Records contained in a dataset:
##############################
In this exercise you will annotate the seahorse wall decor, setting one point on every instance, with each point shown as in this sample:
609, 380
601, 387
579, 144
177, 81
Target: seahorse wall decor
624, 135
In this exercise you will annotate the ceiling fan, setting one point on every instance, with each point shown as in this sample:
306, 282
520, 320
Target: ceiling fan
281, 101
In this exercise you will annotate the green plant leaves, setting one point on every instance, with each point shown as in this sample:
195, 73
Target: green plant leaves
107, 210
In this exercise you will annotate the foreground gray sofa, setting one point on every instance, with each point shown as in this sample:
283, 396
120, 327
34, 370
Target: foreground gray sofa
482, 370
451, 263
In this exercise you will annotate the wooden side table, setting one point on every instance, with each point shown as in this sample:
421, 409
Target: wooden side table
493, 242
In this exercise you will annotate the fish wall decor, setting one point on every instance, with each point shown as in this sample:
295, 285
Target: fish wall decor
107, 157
##############################
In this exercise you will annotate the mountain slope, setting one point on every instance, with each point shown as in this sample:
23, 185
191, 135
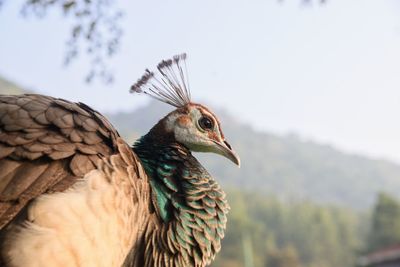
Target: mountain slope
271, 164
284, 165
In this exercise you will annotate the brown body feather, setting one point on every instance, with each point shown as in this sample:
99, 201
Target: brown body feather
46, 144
##############################
▶ _Task to complete_
Only those lines of the entries above that run from the line containing "In this exercise you will annotate the green" to the line containing "In this exercise you will annotate the foreground", both included, should be transcribed exactly.

▶ _Worked solution_
In this exercise you will annotate the green plant leaves, setting one point on every instance, with each point shown as in this sample:
195, 73
Target: green plant leaves
107, 210
In this exercise you will annotate the foreground gray sofa, setting one point on every instance, with each point shown as in this sample:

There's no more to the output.